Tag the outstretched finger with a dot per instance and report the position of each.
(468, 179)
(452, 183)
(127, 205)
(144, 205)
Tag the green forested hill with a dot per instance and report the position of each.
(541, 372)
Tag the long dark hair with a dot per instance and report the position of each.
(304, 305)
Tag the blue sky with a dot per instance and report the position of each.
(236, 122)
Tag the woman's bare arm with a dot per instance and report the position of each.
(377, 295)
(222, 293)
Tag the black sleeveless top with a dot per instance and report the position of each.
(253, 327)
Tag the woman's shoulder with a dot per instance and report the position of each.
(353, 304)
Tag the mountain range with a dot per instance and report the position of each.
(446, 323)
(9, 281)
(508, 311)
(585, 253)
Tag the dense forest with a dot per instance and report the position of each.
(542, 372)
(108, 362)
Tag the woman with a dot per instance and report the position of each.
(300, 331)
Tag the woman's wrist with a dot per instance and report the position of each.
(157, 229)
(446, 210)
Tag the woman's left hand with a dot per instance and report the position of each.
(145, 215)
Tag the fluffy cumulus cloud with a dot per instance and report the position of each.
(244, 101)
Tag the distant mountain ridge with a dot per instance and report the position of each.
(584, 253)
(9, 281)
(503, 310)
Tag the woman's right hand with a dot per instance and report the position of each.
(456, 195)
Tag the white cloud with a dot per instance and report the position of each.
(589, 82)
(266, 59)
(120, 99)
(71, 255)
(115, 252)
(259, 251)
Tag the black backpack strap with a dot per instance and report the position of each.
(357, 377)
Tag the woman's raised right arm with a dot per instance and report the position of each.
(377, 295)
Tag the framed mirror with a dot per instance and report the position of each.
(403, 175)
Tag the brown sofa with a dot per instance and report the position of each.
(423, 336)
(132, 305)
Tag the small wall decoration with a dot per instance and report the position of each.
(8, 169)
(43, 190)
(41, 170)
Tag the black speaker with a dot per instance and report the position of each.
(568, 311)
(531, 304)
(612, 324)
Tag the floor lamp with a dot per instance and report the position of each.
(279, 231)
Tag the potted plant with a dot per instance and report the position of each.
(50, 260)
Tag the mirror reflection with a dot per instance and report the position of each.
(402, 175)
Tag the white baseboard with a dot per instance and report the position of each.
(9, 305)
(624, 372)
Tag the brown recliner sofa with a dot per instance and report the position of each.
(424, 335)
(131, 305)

■ **EXERCISE AIM**:
Output, and output only, the lines from the one containing "Tag the woman's right" through the last line of the data above.

■ **PROBLEM SOLUTION**:
Tag the woman's right hand with a dot per instance and report the position of each.
(456, 195)
Tag the white cloud with a dot per instance and report the position of each.
(589, 82)
(266, 59)
(120, 99)
(71, 255)
(115, 252)
(259, 251)
Tag the black backpack strap with a dot per instance and report the position of each.
(357, 377)
Tag the woman's raised right arm with a dot per instance and report the position of each.
(377, 295)
Tag the framed mirror with a dot per instance and report the position of each.
(403, 175)
Tag the brown sofa with a dot per instance and report the position of each.
(423, 336)
(132, 305)
Tag the small wall decoration with a dot per instance and report the position of each.
(8, 169)
(43, 190)
(41, 170)
Tag the black speaker with a dot per instance and report the position of each.
(568, 311)
(531, 304)
(612, 324)
Tag the floor lamp with a dot per instance and report the position of each.
(279, 231)
Tag the potted plant with a dot per instance and report the position of each.
(50, 260)
Tag the mirror reflection with a dot per instance and report the position of each.
(402, 175)
Tag the white baseboard with a dot per instance and report the position of each.
(9, 305)
(624, 372)
Tag the brown recliner sofa with a dot per instance and report the position of each.
(424, 335)
(131, 305)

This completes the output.